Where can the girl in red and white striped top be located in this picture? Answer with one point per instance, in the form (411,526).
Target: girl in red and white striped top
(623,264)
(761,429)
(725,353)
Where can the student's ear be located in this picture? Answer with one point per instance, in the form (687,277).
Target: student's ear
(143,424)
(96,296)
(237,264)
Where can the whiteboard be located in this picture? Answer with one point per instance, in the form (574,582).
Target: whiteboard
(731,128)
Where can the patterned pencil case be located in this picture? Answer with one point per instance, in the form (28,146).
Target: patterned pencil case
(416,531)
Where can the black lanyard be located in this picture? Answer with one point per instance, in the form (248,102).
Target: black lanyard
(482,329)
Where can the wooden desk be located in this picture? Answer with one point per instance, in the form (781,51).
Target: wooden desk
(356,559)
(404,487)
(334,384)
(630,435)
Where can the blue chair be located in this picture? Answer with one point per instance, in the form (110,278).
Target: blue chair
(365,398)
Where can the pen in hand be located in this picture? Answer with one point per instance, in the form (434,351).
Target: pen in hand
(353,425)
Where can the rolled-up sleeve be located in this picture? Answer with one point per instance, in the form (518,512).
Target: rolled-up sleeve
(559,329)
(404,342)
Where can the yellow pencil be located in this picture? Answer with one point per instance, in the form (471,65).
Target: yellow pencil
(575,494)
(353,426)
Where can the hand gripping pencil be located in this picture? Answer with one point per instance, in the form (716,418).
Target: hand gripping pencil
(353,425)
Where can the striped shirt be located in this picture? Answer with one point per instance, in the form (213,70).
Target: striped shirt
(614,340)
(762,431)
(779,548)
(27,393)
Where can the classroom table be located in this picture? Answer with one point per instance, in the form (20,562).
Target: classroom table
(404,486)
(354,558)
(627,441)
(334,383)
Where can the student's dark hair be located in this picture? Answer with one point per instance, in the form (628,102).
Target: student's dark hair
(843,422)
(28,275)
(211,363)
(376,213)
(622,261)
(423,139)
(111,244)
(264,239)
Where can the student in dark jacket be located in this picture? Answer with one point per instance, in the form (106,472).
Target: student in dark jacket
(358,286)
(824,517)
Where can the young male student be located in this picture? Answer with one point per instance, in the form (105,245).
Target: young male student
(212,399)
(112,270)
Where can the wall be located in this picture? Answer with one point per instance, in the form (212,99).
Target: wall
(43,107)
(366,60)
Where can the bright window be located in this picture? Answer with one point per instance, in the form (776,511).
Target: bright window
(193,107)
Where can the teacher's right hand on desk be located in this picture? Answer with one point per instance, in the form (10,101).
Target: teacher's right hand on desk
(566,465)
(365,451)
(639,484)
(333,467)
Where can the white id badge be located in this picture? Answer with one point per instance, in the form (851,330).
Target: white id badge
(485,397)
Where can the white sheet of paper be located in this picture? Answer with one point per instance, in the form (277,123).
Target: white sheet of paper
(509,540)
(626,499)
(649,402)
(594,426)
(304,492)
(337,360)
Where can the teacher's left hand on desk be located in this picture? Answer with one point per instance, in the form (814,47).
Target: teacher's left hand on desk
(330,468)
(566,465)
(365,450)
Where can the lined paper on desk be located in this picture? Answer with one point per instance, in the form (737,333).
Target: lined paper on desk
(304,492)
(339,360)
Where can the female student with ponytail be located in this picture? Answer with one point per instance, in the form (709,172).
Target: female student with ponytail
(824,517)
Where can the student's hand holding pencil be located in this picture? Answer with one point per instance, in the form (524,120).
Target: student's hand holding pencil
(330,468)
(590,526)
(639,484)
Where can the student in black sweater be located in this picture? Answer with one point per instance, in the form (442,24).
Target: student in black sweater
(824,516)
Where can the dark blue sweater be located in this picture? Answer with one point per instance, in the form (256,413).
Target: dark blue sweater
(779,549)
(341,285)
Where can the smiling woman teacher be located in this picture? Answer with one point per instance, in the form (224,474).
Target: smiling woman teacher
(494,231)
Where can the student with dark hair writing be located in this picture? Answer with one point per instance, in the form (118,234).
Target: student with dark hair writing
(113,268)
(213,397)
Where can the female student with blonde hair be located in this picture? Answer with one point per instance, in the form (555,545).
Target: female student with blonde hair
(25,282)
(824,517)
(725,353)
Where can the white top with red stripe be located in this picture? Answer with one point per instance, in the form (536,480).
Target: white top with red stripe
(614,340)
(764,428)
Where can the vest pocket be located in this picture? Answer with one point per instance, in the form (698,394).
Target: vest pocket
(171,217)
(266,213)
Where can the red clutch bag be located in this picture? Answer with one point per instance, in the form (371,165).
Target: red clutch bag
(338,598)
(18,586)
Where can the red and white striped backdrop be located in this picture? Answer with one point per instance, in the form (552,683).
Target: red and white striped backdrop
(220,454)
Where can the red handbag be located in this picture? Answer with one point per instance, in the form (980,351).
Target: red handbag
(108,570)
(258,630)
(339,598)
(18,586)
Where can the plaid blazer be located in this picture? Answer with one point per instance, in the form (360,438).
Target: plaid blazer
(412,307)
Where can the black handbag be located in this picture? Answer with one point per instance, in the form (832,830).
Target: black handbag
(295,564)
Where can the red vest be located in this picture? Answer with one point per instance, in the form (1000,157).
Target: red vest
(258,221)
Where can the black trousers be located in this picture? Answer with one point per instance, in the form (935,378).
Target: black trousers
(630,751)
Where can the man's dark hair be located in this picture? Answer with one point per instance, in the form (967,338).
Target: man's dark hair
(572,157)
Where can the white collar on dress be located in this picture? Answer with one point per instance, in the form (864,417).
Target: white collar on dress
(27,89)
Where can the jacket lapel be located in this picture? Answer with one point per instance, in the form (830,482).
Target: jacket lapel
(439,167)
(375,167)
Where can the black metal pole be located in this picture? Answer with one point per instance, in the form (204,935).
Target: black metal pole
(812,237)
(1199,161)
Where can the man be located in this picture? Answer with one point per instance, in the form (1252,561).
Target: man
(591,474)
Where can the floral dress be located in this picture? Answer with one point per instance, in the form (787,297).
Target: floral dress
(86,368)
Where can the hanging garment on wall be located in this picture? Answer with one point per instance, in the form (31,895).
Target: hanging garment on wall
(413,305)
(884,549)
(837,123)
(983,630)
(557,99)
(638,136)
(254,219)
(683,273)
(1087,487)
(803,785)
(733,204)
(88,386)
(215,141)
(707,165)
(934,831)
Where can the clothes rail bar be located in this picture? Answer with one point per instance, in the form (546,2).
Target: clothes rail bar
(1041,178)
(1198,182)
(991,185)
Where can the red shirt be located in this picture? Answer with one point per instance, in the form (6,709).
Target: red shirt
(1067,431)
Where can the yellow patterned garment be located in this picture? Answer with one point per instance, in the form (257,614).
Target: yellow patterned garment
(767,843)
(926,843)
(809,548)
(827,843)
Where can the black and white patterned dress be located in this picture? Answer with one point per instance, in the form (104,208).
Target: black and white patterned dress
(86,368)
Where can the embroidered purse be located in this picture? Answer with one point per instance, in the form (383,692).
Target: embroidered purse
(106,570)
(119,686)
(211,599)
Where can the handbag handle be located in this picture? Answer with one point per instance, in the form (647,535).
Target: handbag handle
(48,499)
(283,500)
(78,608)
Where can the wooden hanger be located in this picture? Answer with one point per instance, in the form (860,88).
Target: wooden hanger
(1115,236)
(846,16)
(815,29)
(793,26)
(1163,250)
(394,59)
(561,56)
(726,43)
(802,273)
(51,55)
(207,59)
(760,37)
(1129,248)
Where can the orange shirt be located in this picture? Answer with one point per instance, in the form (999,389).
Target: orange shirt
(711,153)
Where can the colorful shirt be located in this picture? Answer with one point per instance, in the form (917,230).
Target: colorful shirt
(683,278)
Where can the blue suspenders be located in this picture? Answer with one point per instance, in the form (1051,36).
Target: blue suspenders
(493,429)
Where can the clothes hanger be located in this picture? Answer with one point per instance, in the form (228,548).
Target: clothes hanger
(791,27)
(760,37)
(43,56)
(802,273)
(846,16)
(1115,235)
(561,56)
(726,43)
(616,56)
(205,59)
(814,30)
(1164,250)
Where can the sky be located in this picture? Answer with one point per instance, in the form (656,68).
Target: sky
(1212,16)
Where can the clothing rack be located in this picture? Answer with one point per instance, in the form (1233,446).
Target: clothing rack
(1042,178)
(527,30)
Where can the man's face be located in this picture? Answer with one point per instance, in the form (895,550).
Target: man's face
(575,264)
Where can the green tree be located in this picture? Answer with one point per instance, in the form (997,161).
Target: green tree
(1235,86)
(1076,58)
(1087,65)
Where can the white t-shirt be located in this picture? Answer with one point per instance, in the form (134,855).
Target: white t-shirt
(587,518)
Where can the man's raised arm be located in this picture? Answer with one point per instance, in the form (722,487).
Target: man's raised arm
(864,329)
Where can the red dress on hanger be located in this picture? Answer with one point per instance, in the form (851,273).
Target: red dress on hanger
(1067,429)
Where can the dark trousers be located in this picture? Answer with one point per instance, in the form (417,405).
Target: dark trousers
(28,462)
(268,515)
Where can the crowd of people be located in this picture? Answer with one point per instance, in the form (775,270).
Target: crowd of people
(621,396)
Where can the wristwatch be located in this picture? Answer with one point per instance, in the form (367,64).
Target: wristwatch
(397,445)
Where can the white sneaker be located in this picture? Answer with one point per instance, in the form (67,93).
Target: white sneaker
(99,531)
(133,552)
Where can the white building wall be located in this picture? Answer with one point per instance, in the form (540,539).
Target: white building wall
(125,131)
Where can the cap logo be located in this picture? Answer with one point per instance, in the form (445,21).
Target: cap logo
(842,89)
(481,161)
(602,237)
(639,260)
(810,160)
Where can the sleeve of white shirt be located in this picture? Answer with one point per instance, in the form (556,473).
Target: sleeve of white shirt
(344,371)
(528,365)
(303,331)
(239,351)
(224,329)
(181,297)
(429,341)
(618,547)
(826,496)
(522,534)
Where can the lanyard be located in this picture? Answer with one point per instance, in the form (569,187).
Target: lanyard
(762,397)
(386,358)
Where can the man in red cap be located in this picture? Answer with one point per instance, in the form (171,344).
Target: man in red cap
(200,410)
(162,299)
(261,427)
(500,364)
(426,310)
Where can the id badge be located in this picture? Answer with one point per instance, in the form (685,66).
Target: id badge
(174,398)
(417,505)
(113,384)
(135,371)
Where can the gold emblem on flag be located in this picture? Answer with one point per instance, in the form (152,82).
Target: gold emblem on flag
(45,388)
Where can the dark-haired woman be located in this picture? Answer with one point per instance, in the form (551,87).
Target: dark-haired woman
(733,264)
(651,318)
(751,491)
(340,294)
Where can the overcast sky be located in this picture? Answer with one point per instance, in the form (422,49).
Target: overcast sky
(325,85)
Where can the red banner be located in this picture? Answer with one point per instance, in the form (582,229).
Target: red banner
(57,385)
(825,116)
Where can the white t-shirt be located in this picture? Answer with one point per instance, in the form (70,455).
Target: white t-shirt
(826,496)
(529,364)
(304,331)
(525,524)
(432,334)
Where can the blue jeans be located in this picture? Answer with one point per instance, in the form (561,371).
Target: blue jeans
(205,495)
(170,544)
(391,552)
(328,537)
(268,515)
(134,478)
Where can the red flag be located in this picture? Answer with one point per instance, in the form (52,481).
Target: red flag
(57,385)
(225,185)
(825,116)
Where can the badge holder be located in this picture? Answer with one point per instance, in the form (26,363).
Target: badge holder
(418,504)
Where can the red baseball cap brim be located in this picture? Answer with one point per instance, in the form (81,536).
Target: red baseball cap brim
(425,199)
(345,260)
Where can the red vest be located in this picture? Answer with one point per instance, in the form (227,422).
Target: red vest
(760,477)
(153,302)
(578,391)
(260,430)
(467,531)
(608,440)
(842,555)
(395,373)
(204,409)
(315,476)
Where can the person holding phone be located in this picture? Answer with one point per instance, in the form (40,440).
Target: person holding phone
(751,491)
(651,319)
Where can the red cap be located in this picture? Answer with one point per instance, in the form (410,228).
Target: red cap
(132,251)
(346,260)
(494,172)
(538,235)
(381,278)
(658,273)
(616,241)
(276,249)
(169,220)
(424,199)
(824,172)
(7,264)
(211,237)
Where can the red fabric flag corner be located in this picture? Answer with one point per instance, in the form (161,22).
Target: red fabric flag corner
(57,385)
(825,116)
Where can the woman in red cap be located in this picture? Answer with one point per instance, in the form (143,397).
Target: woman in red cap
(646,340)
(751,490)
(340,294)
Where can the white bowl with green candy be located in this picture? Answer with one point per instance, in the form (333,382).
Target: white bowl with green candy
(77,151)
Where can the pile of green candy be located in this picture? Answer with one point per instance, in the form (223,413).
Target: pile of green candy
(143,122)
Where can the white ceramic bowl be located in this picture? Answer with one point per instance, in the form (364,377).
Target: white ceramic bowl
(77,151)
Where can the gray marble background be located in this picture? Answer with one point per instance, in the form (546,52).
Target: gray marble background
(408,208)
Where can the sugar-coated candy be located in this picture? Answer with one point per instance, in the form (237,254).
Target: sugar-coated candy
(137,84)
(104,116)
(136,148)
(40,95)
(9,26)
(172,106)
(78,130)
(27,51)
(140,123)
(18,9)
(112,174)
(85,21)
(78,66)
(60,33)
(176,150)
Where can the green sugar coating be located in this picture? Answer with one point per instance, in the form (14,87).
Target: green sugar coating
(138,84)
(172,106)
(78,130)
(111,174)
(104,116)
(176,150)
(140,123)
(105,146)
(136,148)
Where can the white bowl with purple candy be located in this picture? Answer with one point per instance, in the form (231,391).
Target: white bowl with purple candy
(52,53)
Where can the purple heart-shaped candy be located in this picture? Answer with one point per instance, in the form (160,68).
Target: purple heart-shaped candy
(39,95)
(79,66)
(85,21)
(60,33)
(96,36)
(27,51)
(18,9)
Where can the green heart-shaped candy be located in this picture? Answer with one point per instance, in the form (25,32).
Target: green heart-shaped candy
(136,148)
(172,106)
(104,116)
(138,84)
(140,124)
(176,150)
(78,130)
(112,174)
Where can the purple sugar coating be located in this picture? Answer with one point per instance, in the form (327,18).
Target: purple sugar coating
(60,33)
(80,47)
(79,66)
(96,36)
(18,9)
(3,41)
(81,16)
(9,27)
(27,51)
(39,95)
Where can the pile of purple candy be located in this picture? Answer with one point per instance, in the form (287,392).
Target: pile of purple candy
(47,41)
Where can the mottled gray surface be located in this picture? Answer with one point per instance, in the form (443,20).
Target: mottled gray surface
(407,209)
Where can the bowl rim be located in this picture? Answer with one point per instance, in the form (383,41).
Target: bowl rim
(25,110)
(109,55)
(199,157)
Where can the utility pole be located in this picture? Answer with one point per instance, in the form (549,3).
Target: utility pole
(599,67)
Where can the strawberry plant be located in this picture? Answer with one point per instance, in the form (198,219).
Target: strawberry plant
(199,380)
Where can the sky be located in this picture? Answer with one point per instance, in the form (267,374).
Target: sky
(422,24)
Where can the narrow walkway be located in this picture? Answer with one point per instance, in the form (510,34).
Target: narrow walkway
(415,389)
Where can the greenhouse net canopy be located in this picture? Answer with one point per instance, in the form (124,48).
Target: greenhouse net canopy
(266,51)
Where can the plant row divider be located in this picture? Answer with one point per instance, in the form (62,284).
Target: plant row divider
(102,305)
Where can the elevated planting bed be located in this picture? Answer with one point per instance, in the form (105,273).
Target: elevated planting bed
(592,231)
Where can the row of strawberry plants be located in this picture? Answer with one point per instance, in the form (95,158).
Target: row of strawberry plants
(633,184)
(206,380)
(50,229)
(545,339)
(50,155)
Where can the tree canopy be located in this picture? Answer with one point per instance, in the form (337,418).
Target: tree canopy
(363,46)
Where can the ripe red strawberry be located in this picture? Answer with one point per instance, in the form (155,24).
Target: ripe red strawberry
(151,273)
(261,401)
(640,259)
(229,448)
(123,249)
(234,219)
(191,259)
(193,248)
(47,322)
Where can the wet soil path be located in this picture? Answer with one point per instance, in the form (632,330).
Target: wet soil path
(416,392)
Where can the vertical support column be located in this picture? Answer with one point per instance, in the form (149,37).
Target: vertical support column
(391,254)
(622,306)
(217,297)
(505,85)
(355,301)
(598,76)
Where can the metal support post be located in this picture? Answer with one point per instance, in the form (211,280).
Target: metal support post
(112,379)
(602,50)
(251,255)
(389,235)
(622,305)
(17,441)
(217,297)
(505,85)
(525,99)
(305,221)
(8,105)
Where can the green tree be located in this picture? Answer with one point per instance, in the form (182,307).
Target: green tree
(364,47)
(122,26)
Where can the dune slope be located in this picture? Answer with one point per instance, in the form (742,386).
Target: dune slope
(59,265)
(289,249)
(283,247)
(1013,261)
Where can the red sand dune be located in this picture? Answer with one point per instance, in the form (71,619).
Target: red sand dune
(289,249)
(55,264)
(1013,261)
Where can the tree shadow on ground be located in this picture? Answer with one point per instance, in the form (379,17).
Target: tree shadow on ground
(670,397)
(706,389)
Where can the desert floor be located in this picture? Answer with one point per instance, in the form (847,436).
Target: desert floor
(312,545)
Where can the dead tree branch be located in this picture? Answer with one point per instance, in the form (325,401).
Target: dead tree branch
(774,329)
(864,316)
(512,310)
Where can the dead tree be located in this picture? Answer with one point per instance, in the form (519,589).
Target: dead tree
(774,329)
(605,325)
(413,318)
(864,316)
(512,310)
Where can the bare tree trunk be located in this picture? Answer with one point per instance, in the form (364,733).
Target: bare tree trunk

____

● GIVEN INSTRUCTION:
Begin with the line that contains "the form (182,307)." and quote each line after it exactly, stopping after the last line of the data.

● WRITTEN REPLY:
Where can the green tree be located in this picture? Answer with one point per instance, in the form (182,307).
Target: green tree
(364,47)
(122,26)
Where can the dune slope be located in this picture? Answer with one point per instance, in the form (742,386).
Target: dune slope
(59,265)
(289,249)
(283,247)
(1013,261)
Where can the red sand dune be located in this picture? Answer with one point per instance, in the form (71,619).
Target: red sand dune
(289,249)
(55,264)
(1013,261)
Where can the tree shadow on ground be located in this picture? Answer with one point per instance, in the form (379,17).
Target: tree shadow on ground
(670,397)
(706,389)
Where can the desert floor be located in this picture? Answer with one point per instance, in the form (847,436).
Target: desert floor
(312,545)
Where can the dead tree branch be located in this picture? Answer with one point per instance, in the form (325,401).
Target: dead tree branch
(774,329)
(864,316)
(512,310)
Where can the dead tree be located in this picture? Answer with one point per instance, in the form (519,589).
Target: dead tree
(774,329)
(605,325)
(413,318)
(864,316)
(512,310)
Where can the bare tree trunk be located in this picture? Answer with one point per instance, in the form (364,733).
Target: bare tree trunk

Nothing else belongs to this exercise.